[Start]

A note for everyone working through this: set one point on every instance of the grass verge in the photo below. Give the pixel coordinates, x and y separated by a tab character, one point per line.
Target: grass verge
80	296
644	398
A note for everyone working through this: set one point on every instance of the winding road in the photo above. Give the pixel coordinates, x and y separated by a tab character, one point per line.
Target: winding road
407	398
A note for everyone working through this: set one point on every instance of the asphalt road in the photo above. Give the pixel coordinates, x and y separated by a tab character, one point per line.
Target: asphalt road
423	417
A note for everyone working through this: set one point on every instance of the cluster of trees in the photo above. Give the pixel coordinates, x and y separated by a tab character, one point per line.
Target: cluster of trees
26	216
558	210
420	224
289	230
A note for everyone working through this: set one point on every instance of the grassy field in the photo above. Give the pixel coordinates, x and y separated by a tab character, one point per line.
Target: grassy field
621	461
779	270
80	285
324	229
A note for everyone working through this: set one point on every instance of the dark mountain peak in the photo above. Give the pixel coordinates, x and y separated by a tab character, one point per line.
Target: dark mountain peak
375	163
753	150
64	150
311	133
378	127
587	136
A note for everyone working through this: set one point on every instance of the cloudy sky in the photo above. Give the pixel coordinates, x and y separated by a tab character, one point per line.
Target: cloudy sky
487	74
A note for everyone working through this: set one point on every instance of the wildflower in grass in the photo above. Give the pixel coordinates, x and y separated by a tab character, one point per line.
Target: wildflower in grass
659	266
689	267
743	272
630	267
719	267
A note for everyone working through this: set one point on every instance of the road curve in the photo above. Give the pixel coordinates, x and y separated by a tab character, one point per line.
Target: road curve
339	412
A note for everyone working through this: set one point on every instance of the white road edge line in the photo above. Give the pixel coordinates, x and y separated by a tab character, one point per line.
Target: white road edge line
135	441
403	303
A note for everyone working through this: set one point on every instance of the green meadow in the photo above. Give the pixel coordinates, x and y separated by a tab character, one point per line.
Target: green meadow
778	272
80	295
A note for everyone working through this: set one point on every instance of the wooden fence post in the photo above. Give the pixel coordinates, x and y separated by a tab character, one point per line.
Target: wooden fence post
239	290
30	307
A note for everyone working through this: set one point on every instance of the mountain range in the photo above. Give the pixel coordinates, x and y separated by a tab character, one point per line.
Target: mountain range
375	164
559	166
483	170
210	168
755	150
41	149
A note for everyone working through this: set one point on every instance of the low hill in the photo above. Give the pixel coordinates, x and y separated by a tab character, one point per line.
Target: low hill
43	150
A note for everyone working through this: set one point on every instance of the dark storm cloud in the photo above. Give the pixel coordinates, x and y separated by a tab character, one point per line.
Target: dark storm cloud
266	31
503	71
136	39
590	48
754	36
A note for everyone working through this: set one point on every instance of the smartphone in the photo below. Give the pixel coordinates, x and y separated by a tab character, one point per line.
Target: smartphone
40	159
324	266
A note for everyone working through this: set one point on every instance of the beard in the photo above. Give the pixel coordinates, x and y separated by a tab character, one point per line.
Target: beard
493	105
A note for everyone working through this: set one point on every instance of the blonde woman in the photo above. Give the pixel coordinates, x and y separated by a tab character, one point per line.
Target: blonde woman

[End]

* _WHAT YOU ARE ASKED TO DO_
Render all of the data above as a two-column Markdown table headed No. and Text, giving each nonblank line its own numbered row and leaving out blank lines.

* _TASK ANSWER_
| No. | Text |
|---|---|
| 1 | A note for everyone working through this: set one point on every instance of the grass verge in the photo below. Give the pixel coordinates, x and y separated by a tab character, one point per line. |
| 2 | Target: grass verge |
| 3 | 80	296 |
| 4 | 644	398 |
| 5 | A note for everyone working through this: set one point on every instance of the winding road in the photo above. Give the pixel coordinates, x and y separated by a tab character, one point per line. |
| 6 | Target: winding road |
| 7 | 407	398 |
| 8 | A note for everyone working through this: set one point on every instance of the asphalt road in the photo above. Give the pixel coordinates, x and y separated by a tab character, one point per line. |
| 9 | Target: asphalt road |
| 10 | 423	417 |
| 11 | A note for everyone working through this: set one point on every instance of the cluster of trees in the photo above. Give the pixel coordinates, x and y separated by a tab character, one point per line. |
| 12 | Target: cluster of trees |
| 13 | 26	216 |
| 14 | 558	210 |
| 15 | 420	224 |
| 16 | 289	230 |
| 17 | A note for everyone working through this: set one point on every instance of the grassy field in the photo above. Give the pixel coordinates, x and y separated by a tab character, one point per line. |
| 18 | Target: grassy field |
| 19 | 621	461 |
| 20 | 779	270 |
| 21 | 80	285 |
| 22 | 324	229 |
| 23 | A note for everyone working through this: set one point on every instance of the dark mountain peak in the photo above. Give the pixel coordinates, x and y separated by a tab character, one point per line. |
| 24 | Target: dark mountain peak |
| 25 | 375	163 |
| 26 | 753	150 |
| 27 | 64	150 |
| 28 | 311	133 |
| 29 | 378	127 |
| 30 | 587	136 |
| 31 | A note for everyone working through this: set one point on every instance of the cloudy sky in the photo above. Give the pixel coordinates, x and y separated by a tab character, one point per line. |
| 32 | Target: cloudy sky |
| 33 | 487	74 |
| 34 | A note for everyone working through this: set one point on every instance of the wildflower in grass in the photo above. Give the pixel coordinates, x and y separated by a tab character, one point per line. |
| 35 | Target: wildflower in grass |
| 36 | 659	266 |
| 37 | 689	267 |
| 38 | 743	272 |
| 39 | 630	267 |
| 40 | 719	267 |
| 41 | A note for everyone working through this: set one point on every instance of the road curve in the photo above. Give the pixel coordinates, x and y separated by a tab character, one point per line. |
| 42 | Target: road curve |
| 43 | 339	412 |
| 44 | A note for everyone working through this: set one point on every instance of the white road edge line in the photo above. Give the pixel coordinates, x and y separated by a tab character, one point per line. |
| 45 | Target: white road edge line |
| 46 | 135	441 |
| 47 | 403	303 |
| 48 | A note for everyone working through this: set one point on every instance of the green meadow in the photo above. Give the pixel coordinates, x and y separated by a tab character, one point per line. |
| 49 | Target: green meadow |
| 50 | 778	272 |
| 51 | 80	295 |
| 52 | A note for everyone working through this: set one point on every instance of the wooden fence post in the photo above. Give the pixel coordinates, x and y separated by a tab character, one point per line. |
| 53 | Target: wooden fence post |
| 54 | 239	290 |
| 55 | 30	307 |
| 56 | A note for everyone working through this: set one point on every instance of the mountain range in the photo above. Give the pixel coordinates, x and y separated by a tab character, one point per line. |
| 57 | Target: mountain range |
| 58 | 375	164 |
| 59 | 559	166 |
| 60 | 483	170 |
| 61 | 210	168 |
| 62 | 755	150 |
| 63 | 41	149 |
| 64 | A note for everyone working through this: set one point on every instance of the low hill in the photo above. Give the pixel coordinates, x and y separated by a tab character, one point per line. |
| 65 | Target: low hill |
| 66 | 43	150 |
| 67 | A note for everyone working through this: set one point on every instance of the dark storm cloud in the photo above. Give the pixel coordinates, x and y separated by a tab character, one point per line. |
| 68 | Target: dark storm cloud |
| 69 | 266	31 |
| 70 | 503	71 |
| 71 | 136	39 |
| 72 | 590	48 |
| 73 | 754	36 |
| 74 | A note for everyone working through this: set one point on every instance of the smartphone in the photo below. Give the pixel coordinates, x and y separated by a tab character, one point per line. |
| 75 | Target: smartphone |
| 76 | 40	159 |
| 77 | 324	266 |
| 78 | A note for everyone working through this: set one point on every instance of the beard in the photo above. Give the pixel coordinates, x and y separated by a tab character, one point per line. |
| 79 | Target: beard |
| 80 | 493	105 |
| 81 | A note for everyone working through this: set one point on every instance of the blonde woman in the photo above. Give the pixel coordinates, x and y separated by a tab character, one point per line. |
| 82 | Target: blonde woman |